* **Task description**: Your response should consist of the entries below, reproduced exactly and without their images.

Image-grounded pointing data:
[Start of Attachment]

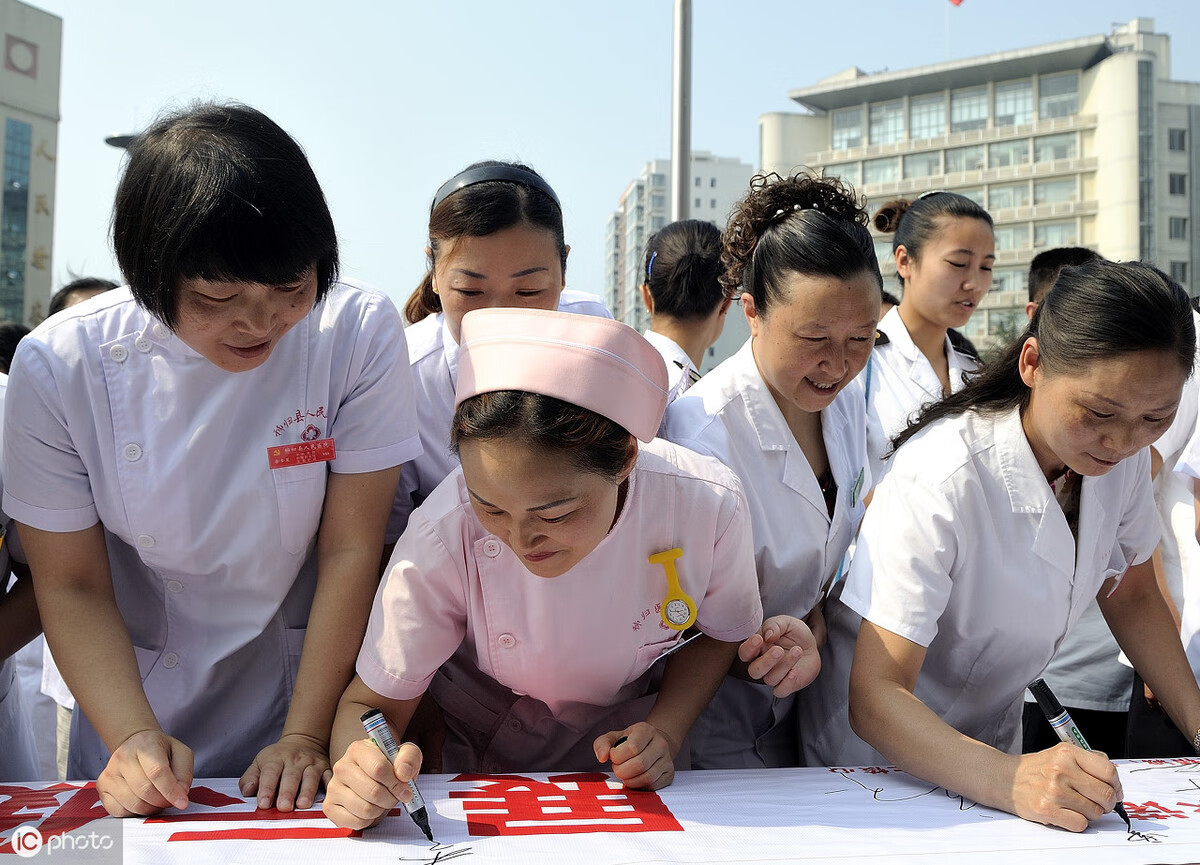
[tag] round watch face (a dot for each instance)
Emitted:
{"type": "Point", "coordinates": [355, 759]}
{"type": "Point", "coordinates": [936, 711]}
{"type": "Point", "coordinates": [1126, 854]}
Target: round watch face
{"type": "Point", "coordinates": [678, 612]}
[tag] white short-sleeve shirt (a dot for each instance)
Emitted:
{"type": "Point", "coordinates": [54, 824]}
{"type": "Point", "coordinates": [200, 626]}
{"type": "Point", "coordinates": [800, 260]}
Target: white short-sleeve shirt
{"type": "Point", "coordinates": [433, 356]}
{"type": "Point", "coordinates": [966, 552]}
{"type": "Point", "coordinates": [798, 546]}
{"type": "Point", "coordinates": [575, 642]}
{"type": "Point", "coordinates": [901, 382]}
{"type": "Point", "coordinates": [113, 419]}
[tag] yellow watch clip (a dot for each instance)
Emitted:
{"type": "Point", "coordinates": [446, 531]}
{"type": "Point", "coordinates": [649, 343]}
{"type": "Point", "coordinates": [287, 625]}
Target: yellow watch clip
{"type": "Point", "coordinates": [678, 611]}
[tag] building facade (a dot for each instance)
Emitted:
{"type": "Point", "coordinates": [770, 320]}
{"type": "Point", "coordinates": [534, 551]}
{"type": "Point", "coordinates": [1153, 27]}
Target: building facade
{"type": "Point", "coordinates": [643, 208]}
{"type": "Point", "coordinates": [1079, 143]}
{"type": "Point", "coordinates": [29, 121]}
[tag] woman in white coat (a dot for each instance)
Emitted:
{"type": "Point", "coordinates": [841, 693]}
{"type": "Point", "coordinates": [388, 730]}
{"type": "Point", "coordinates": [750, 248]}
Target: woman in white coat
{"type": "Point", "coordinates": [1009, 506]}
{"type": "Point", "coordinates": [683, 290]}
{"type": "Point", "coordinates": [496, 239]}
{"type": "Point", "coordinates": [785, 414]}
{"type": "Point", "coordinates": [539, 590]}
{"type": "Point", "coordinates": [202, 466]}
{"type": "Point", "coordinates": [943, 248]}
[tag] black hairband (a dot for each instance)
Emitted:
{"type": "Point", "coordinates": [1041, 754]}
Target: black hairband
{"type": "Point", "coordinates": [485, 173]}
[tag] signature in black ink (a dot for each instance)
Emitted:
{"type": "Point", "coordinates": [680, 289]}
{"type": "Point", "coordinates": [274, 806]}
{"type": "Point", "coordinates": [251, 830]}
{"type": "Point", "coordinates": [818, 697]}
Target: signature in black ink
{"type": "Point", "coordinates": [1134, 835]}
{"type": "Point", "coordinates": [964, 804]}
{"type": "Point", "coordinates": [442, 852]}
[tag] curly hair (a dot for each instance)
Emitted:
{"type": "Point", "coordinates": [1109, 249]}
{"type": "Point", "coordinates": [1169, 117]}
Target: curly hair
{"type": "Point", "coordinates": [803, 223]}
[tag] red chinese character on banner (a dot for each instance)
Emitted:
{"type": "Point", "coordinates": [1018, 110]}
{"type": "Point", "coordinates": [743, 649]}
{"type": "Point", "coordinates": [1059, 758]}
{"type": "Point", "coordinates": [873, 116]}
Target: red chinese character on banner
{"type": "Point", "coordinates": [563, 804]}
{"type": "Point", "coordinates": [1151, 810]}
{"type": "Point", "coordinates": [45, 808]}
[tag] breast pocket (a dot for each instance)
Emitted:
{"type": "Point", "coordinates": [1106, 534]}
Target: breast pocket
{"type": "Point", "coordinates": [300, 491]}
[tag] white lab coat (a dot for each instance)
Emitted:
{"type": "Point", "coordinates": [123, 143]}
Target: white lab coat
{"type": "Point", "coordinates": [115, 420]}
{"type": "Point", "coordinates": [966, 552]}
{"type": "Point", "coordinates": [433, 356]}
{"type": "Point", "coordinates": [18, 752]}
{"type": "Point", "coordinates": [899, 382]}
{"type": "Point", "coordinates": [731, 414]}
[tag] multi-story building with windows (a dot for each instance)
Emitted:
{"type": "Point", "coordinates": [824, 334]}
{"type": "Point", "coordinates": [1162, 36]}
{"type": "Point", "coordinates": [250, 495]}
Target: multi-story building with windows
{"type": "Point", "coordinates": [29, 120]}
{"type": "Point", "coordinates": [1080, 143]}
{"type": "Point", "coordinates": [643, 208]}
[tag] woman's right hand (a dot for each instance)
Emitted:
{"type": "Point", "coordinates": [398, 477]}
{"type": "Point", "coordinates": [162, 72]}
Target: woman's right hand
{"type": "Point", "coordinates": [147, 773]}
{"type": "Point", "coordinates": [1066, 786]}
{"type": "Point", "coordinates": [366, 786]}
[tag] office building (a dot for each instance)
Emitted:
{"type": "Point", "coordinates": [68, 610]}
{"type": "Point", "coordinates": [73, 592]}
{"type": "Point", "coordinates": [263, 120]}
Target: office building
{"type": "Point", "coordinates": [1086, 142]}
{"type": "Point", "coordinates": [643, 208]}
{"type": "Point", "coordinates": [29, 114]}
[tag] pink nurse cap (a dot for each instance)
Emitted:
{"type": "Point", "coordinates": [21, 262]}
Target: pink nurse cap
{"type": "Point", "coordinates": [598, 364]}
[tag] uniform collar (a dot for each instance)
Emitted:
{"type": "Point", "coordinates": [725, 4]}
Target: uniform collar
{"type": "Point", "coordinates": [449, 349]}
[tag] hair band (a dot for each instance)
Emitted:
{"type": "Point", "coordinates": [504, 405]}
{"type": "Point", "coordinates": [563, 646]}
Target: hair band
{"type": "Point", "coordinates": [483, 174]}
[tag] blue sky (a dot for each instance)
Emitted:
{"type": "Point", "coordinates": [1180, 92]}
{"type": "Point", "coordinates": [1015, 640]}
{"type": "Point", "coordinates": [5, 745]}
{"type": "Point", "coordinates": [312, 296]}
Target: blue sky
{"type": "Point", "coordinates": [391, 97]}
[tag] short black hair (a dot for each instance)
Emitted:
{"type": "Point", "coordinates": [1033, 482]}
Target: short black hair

[End of Attachment]

* **Expected output**:
[tag] round watch face (a dot for each instance)
Emitted:
{"type": "Point", "coordinates": [355, 759]}
{"type": "Point", "coordinates": [936, 711]}
{"type": "Point", "coordinates": [1126, 854]}
Target: round watch face
{"type": "Point", "coordinates": [678, 612]}
[tag] white short-sleeve shirt (a dot for each instance)
Emitted:
{"type": "Point", "coordinates": [54, 824]}
{"type": "Point", "coordinates": [200, 626]}
{"type": "Point", "coordinates": [800, 260]}
Target: white short-sleeve shirt
{"type": "Point", "coordinates": [433, 356]}
{"type": "Point", "coordinates": [966, 552]}
{"type": "Point", "coordinates": [798, 546]}
{"type": "Point", "coordinates": [575, 642]}
{"type": "Point", "coordinates": [901, 382]}
{"type": "Point", "coordinates": [113, 419]}
[tag] yellow watch clip (a dot for each instance)
Emitted:
{"type": "Point", "coordinates": [446, 531]}
{"type": "Point", "coordinates": [649, 343]}
{"type": "Point", "coordinates": [287, 625]}
Target: yellow watch clip
{"type": "Point", "coordinates": [678, 611]}
[tag] building facade (a dot for each instance)
Emitted:
{"type": "Point", "coordinates": [770, 320]}
{"type": "Point", "coordinates": [534, 551]}
{"type": "Point", "coordinates": [1153, 27]}
Target: building facade
{"type": "Point", "coordinates": [643, 208]}
{"type": "Point", "coordinates": [1079, 143]}
{"type": "Point", "coordinates": [29, 121]}
[tag] woman in white coat (a dot for each instance)
Emitted:
{"type": "Point", "coordinates": [841, 693]}
{"type": "Point", "coordinates": [388, 730]}
{"type": "Point", "coordinates": [750, 248]}
Target: woman in white coat
{"type": "Point", "coordinates": [1009, 506]}
{"type": "Point", "coordinates": [683, 290]}
{"type": "Point", "coordinates": [496, 239]}
{"type": "Point", "coordinates": [785, 414]}
{"type": "Point", "coordinates": [539, 590]}
{"type": "Point", "coordinates": [202, 466]}
{"type": "Point", "coordinates": [943, 248]}
[tag] black hairband (a dot for each instance)
Emitted:
{"type": "Point", "coordinates": [1041, 754]}
Target: black hairband
{"type": "Point", "coordinates": [485, 173]}
[tag] signature in black ink (a dot for each instance)
Emitted:
{"type": "Point", "coordinates": [680, 289]}
{"type": "Point", "coordinates": [274, 806]}
{"type": "Point", "coordinates": [251, 830]}
{"type": "Point", "coordinates": [818, 697]}
Target: signature in black ink
{"type": "Point", "coordinates": [1134, 835]}
{"type": "Point", "coordinates": [964, 804]}
{"type": "Point", "coordinates": [442, 852]}
[tag] curly hair (a dot for each instance)
Emitted:
{"type": "Point", "coordinates": [1109, 249]}
{"type": "Point", "coordinates": [1169, 117]}
Target: curly hair
{"type": "Point", "coordinates": [803, 223]}
[tag] red chinese character on banner (a dot for each instance)
Emitted:
{"type": "Point", "coordinates": [1018, 110]}
{"type": "Point", "coordinates": [743, 649]}
{"type": "Point", "coordinates": [1059, 758]}
{"type": "Point", "coordinates": [873, 116]}
Target: red chinese character on banner
{"type": "Point", "coordinates": [563, 804]}
{"type": "Point", "coordinates": [1151, 810]}
{"type": "Point", "coordinates": [45, 808]}
[tag] breast pocket (a dot for each instance)
Emitted:
{"type": "Point", "coordinates": [1106, 534]}
Target: breast pocket
{"type": "Point", "coordinates": [300, 491]}
[tag] white lab coat (a dot for each instance)
Emitted:
{"type": "Point", "coordinates": [123, 143]}
Target: white lab coat
{"type": "Point", "coordinates": [115, 420]}
{"type": "Point", "coordinates": [966, 552]}
{"type": "Point", "coordinates": [433, 356]}
{"type": "Point", "coordinates": [18, 752]}
{"type": "Point", "coordinates": [899, 382]}
{"type": "Point", "coordinates": [731, 414]}
[tag] multi-story building with windows (a dot for each instance)
Emitted:
{"type": "Point", "coordinates": [824, 334]}
{"type": "Point", "coordinates": [1162, 36]}
{"type": "Point", "coordinates": [250, 495]}
Target: multi-story building with windows
{"type": "Point", "coordinates": [29, 120]}
{"type": "Point", "coordinates": [1080, 143]}
{"type": "Point", "coordinates": [643, 208]}
[tag] woman's right hand (a dot for each instance)
Emitted:
{"type": "Point", "coordinates": [398, 477]}
{"type": "Point", "coordinates": [162, 72]}
Target: woman's right hand
{"type": "Point", "coordinates": [147, 773]}
{"type": "Point", "coordinates": [1066, 786]}
{"type": "Point", "coordinates": [366, 786]}
[tag] office building (a dot for each instance)
Emitted:
{"type": "Point", "coordinates": [68, 610]}
{"type": "Point", "coordinates": [73, 592]}
{"type": "Point", "coordinates": [263, 120]}
Target: office building
{"type": "Point", "coordinates": [1086, 142]}
{"type": "Point", "coordinates": [643, 208]}
{"type": "Point", "coordinates": [29, 114]}
[tag] pink nurse cap (a dot for each instance)
Emitted:
{"type": "Point", "coordinates": [21, 262]}
Target: pink nurse cap
{"type": "Point", "coordinates": [598, 364]}
[tag] uniform collar (a dot for each instance)
Emitted:
{"type": "Point", "coordinates": [725, 4]}
Target: uniform collar
{"type": "Point", "coordinates": [449, 349]}
[tag] hair band (a dot for each instance)
Emitted:
{"type": "Point", "coordinates": [504, 405]}
{"type": "Point", "coordinates": [563, 646]}
Target: hair band
{"type": "Point", "coordinates": [483, 174]}
[tag] blue sky (a dot for each instance)
Emitted:
{"type": "Point", "coordinates": [1180, 92]}
{"type": "Point", "coordinates": [1015, 640]}
{"type": "Point", "coordinates": [5, 745]}
{"type": "Point", "coordinates": [312, 296]}
Target: blue sky
{"type": "Point", "coordinates": [391, 97]}
[tag] short black hair (a dot for each instance)
Emitted:
{"type": "Point", "coordinates": [1033, 482]}
Target: short black hair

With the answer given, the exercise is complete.